■ GOAL
Can you write out the rows again, from the one containing "Localize the rear door handle." through the one containing "[537,215,589,288]", requests included, with every bounding-box coordinate offset by 53?

Excerpts from a detection dataset

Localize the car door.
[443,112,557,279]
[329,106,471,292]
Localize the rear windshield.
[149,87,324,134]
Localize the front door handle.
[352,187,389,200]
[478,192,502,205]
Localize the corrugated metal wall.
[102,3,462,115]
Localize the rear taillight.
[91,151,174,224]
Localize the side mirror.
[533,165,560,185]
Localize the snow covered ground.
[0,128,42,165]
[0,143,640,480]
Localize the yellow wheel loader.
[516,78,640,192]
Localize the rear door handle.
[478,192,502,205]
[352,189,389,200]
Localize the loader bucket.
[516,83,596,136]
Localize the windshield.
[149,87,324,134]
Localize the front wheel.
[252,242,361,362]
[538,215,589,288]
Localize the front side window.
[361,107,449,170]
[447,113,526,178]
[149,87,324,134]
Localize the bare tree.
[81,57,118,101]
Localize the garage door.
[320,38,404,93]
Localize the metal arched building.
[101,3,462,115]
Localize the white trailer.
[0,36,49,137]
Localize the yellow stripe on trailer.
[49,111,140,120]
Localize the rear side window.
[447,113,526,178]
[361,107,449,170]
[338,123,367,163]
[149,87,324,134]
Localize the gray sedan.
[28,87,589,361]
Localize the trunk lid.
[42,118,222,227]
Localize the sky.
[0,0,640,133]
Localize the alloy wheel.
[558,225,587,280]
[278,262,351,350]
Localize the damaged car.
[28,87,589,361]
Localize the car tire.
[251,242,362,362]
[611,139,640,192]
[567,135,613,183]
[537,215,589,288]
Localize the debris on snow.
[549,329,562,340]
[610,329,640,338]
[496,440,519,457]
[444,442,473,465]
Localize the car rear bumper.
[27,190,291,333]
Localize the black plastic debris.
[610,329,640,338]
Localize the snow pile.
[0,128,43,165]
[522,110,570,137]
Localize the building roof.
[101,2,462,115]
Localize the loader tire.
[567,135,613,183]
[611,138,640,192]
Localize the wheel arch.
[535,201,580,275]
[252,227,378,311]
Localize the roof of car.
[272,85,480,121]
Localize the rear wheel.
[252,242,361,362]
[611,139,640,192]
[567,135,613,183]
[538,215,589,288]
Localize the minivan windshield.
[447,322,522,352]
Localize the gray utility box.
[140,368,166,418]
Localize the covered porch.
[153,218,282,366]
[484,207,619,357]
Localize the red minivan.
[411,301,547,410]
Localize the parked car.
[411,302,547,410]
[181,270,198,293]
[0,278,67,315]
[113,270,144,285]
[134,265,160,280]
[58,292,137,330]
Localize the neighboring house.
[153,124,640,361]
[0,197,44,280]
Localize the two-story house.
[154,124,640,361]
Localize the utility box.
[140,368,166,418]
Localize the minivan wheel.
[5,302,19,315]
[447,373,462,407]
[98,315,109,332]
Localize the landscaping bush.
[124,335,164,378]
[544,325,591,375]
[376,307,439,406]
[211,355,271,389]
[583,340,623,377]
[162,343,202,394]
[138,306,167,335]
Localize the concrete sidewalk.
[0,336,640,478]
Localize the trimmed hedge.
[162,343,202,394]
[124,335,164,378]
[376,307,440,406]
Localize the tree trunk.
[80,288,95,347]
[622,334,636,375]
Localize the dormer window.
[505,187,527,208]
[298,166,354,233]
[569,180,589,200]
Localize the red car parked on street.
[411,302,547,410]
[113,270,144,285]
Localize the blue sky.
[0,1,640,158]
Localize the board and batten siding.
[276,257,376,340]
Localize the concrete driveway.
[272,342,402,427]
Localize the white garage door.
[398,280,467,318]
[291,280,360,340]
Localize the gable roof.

■ SOLUTION
Localize the rear door handle.
[531,245,555,258]
[405,242,442,253]
Localize the loader bucket.
[569,136,649,189]
Localize the windshield.
[202,140,377,187]
Localize the front wheel.
[305,295,414,415]
[591,268,642,341]
Localize the front side window.
[414,160,502,223]
[500,166,579,231]
[202,140,377,187]
Localize the bare tree.
[134,110,171,154]
Localize the garage door.
[373,91,457,146]
Localize the metal arched building.
[154,56,515,168]
Localize the white trailer.
[53,89,102,190]
Localize the yellow stripe on trailer.
[102,164,193,173]
Localize the rear side window.
[500,166,579,231]
[414,160,502,223]
[391,176,420,216]
[202,140,377,187]
Localize the gray sedan.
[81,140,642,414]
Localize the trunk lid.
[95,171,275,280]
Localize the sky.
[53,53,693,186]
Localize the alloy wheel.
[611,278,640,333]
[331,315,404,403]
Localize the damaged car.
[81,140,642,414]
Localize the car tire.
[304,295,415,415]
[664,192,693,245]
[620,188,666,236]
[590,268,642,341]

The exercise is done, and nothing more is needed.